* TASK INSTRUCTIONS *
Copy the portion of the palisadegrass fertilizer passage below that opens with "Table 8 Total" and closes with "invested per hectare.", replacing "hectare" with "acre".

* PROVIDED PASSAGE *
:::::

Table 6 Effect of simple and compound fertilizers on dry mass (DM), neutral detergent fiber (NDF), acid detergent fiber (ADF) and hemicellulose (Hem) content in Xaraes palisadegrass.
DM - dry mass (%); NDF - neutral detergent fiber (%); ADF - acid detergent fiber (%); Hem - hemicellulose (%). Means followed by different lowercase letters in the rows and uppercase letters in the columns differ by the Tukey test at 5% significance.
The results observed for Xaraes palisadegrass were similar to those found for Marandu palisadegrass fertilized with urea. The higher values of CP in the leaves and stems of Xaraes palisadegrass in the first and third cuts occurred with the application of urea (Table 7). The CP values decreased in the last two cuts compared to the first cut (Table 7). The TDN, DE and ME content was significantly changed (p < 0.05) only in the stem fraction when the plants were fertilized with urea in the first cut, and decreased in the two last cuts compared to the first cut. The results found in this study help to corroborate data from other studies that reported an increment in the CP and TDN of Xaraes palisadegrass with application of urea as N source (Costa et al., 2013).
Table 7 Effect of simple and compound fertilizers on crude protein (CP), total digestible nutrients (TDN), digestible energy (DE) and metabolizable energy (ME) of the Xaraes palisadegrass.
TDMP - total dry mass production (kg ha-1). Means followed by different lowercase letters in the rows and uppercase letters in the columns differ by the Tukey test at 5% significance.
The TDMP of Xaraes palisadegrass per kilogram of fertilizer applied and per unit of real (R$) invested did not significantly differ as a function of the nutrient sources utilized or the periods of cuts (Table 8), showing once again that Xaraes palisadegrass can be more exigent for P and K than Marandu palisadegrass.
Table 8 Total dry mass production (TDMP) of Xaraes palisadegrass per kilogram of fertilizer (kg kg-1) and per unit of real (kg/R$ 1.00) invested per hectare.

:::::

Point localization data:
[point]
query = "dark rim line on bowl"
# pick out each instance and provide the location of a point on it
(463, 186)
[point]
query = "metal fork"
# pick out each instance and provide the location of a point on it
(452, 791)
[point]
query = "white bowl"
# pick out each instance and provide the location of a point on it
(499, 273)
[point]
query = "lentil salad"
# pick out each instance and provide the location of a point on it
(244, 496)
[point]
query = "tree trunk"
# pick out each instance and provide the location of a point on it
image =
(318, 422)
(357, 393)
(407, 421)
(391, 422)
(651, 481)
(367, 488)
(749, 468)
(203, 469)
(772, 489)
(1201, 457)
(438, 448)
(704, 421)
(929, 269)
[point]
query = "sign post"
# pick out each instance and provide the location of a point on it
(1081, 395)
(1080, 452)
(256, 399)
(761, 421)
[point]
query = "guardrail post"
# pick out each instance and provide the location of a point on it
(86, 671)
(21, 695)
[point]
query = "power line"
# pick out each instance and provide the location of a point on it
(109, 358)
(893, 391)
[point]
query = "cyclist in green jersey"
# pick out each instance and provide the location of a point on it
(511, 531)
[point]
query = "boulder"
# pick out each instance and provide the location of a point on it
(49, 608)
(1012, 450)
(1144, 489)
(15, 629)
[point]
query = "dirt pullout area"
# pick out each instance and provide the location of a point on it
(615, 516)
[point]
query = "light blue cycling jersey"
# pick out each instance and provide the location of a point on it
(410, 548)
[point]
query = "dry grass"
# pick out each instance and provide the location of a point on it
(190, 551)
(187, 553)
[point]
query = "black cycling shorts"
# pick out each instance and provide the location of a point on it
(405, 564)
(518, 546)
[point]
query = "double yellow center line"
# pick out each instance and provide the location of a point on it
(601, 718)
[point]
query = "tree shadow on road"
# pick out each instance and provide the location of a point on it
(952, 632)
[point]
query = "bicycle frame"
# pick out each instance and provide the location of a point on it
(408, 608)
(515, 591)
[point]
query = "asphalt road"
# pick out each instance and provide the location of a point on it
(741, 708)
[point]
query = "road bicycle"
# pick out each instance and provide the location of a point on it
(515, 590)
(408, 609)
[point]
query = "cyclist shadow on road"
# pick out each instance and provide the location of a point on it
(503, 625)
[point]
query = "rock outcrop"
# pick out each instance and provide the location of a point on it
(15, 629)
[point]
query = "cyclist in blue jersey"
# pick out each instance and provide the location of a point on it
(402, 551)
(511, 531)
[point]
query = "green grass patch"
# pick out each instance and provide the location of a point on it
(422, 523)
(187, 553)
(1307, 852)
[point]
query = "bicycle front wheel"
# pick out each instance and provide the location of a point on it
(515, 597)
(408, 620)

:::::

* TASK SOLUTION *
Table 8 Total dry mass production (TDMP) of Xaraes palisadegrass per kilogram of fertilizer (kg kg-1) and per unit of real (kg/R$ 1.00) invested per acre.